Records from a data collection
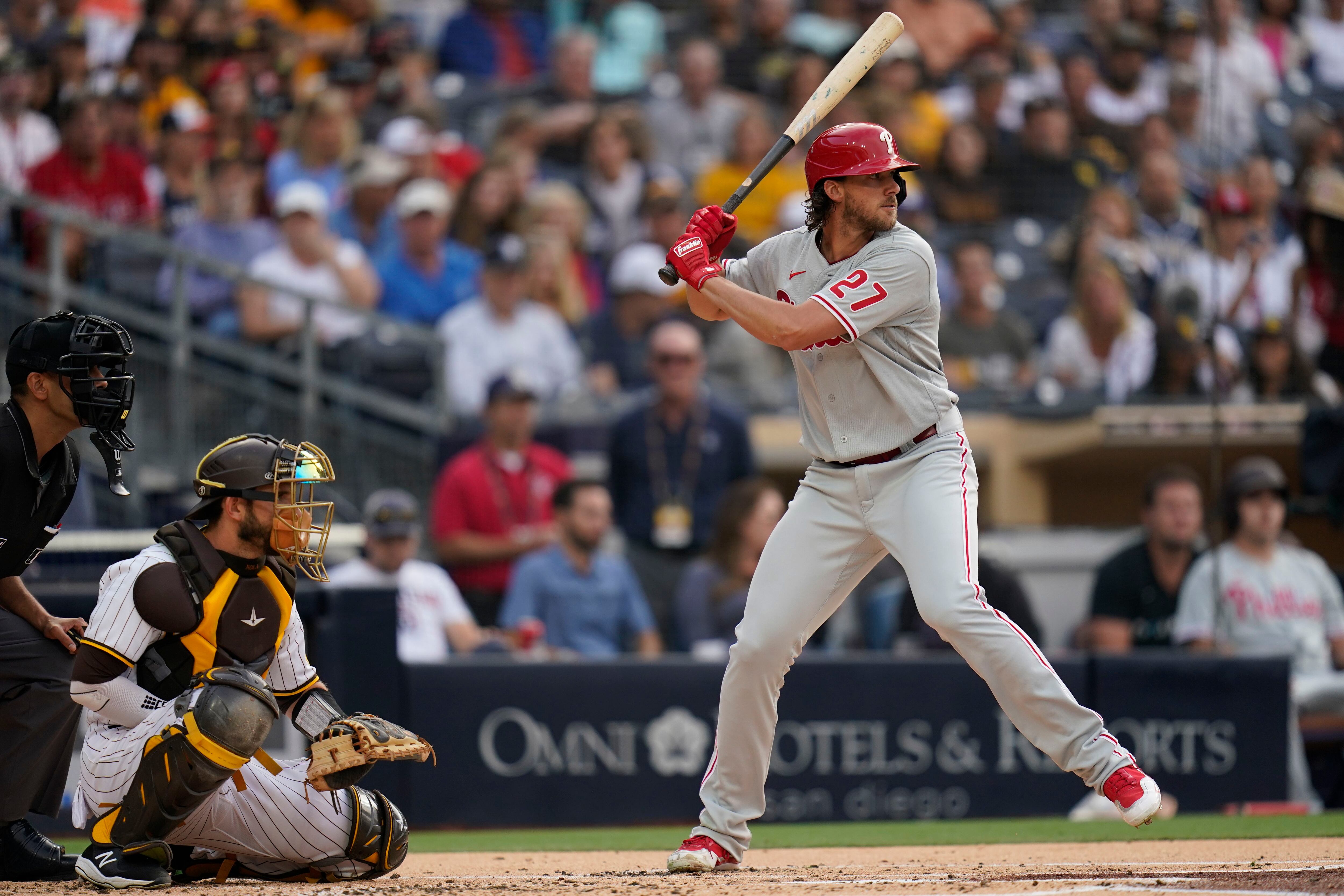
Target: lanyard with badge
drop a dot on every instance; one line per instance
(673, 516)
(521, 531)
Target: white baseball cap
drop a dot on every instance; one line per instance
(424, 194)
(302, 197)
(406, 136)
(636, 270)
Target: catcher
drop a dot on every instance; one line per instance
(191, 655)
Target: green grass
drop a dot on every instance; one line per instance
(877, 833)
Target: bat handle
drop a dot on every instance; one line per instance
(781, 148)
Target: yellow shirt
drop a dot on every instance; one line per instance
(760, 213)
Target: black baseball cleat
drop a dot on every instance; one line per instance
(26, 855)
(136, 867)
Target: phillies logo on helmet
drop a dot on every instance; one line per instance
(687, 246)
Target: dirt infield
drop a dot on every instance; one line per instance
(1230, 867)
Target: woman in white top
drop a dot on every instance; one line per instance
(1103, 342)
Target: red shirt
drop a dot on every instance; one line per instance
(117, 194)
(474, 494)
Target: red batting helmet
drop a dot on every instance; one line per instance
(857, 148)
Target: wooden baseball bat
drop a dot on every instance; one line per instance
(853, 66)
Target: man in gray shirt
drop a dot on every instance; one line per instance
(1272, 600)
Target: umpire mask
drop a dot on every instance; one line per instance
(89, 355)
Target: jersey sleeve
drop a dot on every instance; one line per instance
(116, 627)
(1195, 606)
(881, 292)
(291, 672)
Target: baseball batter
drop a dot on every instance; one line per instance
(193, 652)
(853, 297)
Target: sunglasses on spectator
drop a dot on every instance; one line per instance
(664, 360)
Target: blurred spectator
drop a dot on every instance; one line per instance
(369, 217)
(432, 619)
(428, 274)
(494, 41)
(1170, 222)
(88, 174)
(236, 130)
(694, 130)
(1324, 34)
(615, 178)
(410, 140)
(1272, 598)
(311, 262)
(587, 601)
(1244, 73)
(713, 592)
(487, 208)
(1276, 27)
(156, 57)
(827, 31)
(27, 138)
(945, 30)
(616, 339)
(1135, 594)
(229, 230)
(505, 332)
(631, 41)
(1320, 281)
(492, 503)
(760, 61)
(671, 460)
(961, 190)
(557, 212)
(1242, 280)
(1103, 344)
(179, 179)
(983, 344)
(1129, 92)
(1279, 373)
(759, 216)
(320, 138)
(1048, 178)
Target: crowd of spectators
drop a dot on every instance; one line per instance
(1129, 201)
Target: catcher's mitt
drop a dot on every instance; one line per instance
(345, 750)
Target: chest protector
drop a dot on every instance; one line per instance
(240, 621)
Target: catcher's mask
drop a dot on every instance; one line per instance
(246, 465)
(89, 355)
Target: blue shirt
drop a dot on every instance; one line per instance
(413, 296)
(592, 615)
(388, 237)
(285, 169)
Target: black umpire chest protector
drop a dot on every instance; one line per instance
(240, 620)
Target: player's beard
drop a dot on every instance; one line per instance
(255, 533)
(863, 220)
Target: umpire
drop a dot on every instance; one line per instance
(65, 371)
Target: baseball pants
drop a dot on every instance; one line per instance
(272, 824)
(921, 508)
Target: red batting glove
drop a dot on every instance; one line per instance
(691, 258)
(716, 226)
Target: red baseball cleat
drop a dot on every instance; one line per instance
(702, 854)
(1135, 794)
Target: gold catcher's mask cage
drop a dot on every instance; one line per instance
(303, 523)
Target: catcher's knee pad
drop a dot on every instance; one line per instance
(380, 836)
(229, 715)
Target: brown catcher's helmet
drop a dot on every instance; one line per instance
(857, 148)
(245, 465)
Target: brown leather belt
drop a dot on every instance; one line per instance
(894, 453)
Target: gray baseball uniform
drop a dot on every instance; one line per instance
(867, 393)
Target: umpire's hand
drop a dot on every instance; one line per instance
(58, 628)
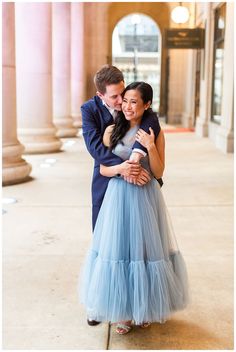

**Exercise**. Transcribe the records above exactly as they appear, leaving out any pictures.

**Written solution**.
Target: lanyard with badge
drop a dot on every instance; one line per instance
(673, 516)
(521, 531)
Target: white baseball cap
drop a dot on every instance; one line per instance
(424, 194)
(302, 197)
(406, 136)
(636, 270)
Target: catcher
drop a dot on every instance; one line per instance
(191, 655)
Target: green grass
drop a dot on every instance; one line per instance
(877, 833)
Target: bat handle
drop a dot on every instance; one line per instance
(781, 148)
Target: yellow shirt
drop a dot on every instance; one line per instance
(760, 213)
Target: black baseball cleat
drop a dot on every instance; one line per instance
(26, 855)
(136, 867)
Target: phillies logo on helmet
drop a dot on every instance; one line per instance
(687, 246)
Target: dirt infield
drop a dot on every instance; one line per instance
(1230, 867)
Target: woman in white top
drop a dot on every instance; one line per instance
(1103, 342)
Target: red shirt
drop a dot on every instance; one line per instance
(117, 194)
(474, 494)
Target: red batting helmet
drop a dot on every instance; one line per instance
(857, 148)
Target: wooden baseball bat
drop a dot on every instance; one line per instance
(853, 66)
Target: man in gray shirt
drop a dot on every instance; one line per instance
(1272, 600)
Target: umpire mask
drop a dot on every instance; one line per instance
(89, 355)
Target: jersey sleeve
drop a dot on every instance; one line per instance
(116, 627)
(1195, 606)
(881, 292)
(291, 672)
Target: baseball batter
drop a dot on every instance; one line per instance
(193, 652)
(853, 297)
Target: sunglasses on spectator
drop a dot on every instance; one line per instance
(664, 360)
Target: blurred spectator
drop a dot on every instance; one line per instance
(369, 217)
(432, 619)
(428, 274)
(494, 41)
(1170, 222)
(88, 174)
(236, 130)
(694, 130)
(1324, 34)
(615, 178)
(410, 140)
(1272, 598)
(311, 262)
(587, 601)
(1244, 73)
(713, 592)
(487, 208)
(1276, 27)
(156, 57)
(827, 31)
(27, 138)
(945, 30)
(616, 339)
(1135, 594)
(229, 230)
(505, 332)
(631, 41)
(1320, 281)
(492, 503)
(760, 61)
(671, 460)
(961, 190)
(557, 212)
(1242, 280)
(1103, 344)
(179, 179)
(983, 344)
(1129, 92)
(1279, 373)
(759, 216)
(320, 138)
(1048, 178)
Target: crowd of spectators
drop a dot on every instance; one line per instance
(1129, 201)
Target: catcher's mitt
drop a dot on every instance; one line per instance
(345, 750)
Target: chest protector
drop a dot on every instance; one line per instance
(240, 621)
Target: catcher's mask
drop a dot on every instance; one line per instance
(246, 465)
(89, 355)
Target: blue shirt
drop a dot on every instance; one line per instance
(413, 296)
(592, 615)
(388, 237)
(285, 169)
Target: black umpire chest protector
drop a dot on every instance; one line per instance
(240, 620)
Target: player's beard
drop a dot on every instance; one line per instance
(255, 533)
(863, 220)
Target: umpire
drop a dot on every instance; one line per instance
(65, 371)
Target: baseball pants
drop a dot on every instance; one line per instance
(272, 824)
(921, 508)
Target: red batting glove
drop a dot on every instance; one line per instance
(691, 258)
(716, 226)
Target: red baseball cleat
drop a dot on every instance; one line per instance
(702, 854)
(1135, 794)
Target: gold catcher's mask cage
drop a dot on every instance; one line per instance
(303, 523)
Target: catcher's knee pad
drop a dot on every instance; one line per instance
(380, 836)
(229, 715)
Target: brown catcher's helmet
drop a dot on every instance; one line per instance
(857, 148)
(245, 465)
Target: brown leather belt
drop a dot on every instance; one line per instance
(894, 453)
Target: gray baseball uniform
drop a dot on every instance; one line per instance
(867, 393)
Target: umpire's hand
drop a dot on every instance; one line per instance
(58, 628)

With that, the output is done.